Directions for this task - In the listing below, rewrite the lines from the one with "Outline every instance of the clear" through the end of the listing, changing "clear blue sky" to "cloudless blue sky" and keeping everything else the same.

= = = = = = =

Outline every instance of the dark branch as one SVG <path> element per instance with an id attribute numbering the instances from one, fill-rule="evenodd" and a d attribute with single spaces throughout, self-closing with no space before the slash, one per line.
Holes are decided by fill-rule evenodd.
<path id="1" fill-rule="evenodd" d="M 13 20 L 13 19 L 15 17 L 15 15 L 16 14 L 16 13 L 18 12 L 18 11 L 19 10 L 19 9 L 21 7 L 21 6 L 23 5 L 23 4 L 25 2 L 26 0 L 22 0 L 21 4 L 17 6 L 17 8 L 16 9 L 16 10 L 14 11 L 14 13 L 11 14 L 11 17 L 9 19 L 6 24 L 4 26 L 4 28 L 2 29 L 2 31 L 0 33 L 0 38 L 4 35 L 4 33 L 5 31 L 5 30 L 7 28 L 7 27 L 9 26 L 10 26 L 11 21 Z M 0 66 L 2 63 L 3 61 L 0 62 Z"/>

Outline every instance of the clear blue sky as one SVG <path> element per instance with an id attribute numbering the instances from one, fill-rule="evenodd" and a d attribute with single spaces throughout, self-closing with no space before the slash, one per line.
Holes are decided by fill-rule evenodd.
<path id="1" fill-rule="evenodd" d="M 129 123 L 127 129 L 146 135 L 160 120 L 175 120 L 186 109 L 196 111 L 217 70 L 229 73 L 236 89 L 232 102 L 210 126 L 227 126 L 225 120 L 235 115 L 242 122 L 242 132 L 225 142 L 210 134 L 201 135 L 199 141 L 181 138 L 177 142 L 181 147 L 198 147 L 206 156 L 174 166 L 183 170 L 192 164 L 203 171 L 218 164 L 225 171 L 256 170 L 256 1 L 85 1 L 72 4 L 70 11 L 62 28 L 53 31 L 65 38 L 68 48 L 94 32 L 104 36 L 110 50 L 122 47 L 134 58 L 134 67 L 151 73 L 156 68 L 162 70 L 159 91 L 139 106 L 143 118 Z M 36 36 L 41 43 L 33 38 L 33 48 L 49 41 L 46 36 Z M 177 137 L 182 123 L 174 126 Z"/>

= = = = = = =

Response for this exercise -
Outline every instance of the cloudless blue sky as one SVG <path> element per instance with an id attribute numbering the instances from one, fill-rule="evenodd" and a d attribute with single spaces throughout, self-closing with no space before the slash, one per line.
Holes are decided by fill-rule evenodd.
<path id="1" fill-rule="evenodd" d="M 129 123 L 127 129 L 146 135 L 160 120 L 175 120 L 186 109 L 196 111 L 217 70 L 229 73 L 236 89 L 232 102 L 210 126 L 227 126 L 225 120 L 235 115 L 242 122 L 242 132 L 225 142 L 210 134 L 201 135 L 199 141 L 181 138 L 177 142 L 181 147 L 198 147 L 206 156 L 174 166 L 183 170 L 192 164 L 203 171 L 218 164 L 225 171 L 256 170 L 256 1 L 85 1 L 72 4 L 70 11 L 62 28 L 53 31 L 65 38 L 68 48 L 94 32 L 104 36 L 110 50 L 122 47 L 134 58 L 134 67 L 151 73 L 156 68 L 162 70 L 159 91 L 139 106 L 143 118 Z M 36 36 L 41 43 L 33 38 L 33 48 L 49 41 L 46 36 Z M 177 137 L 182 123 L 174 126 Z"/>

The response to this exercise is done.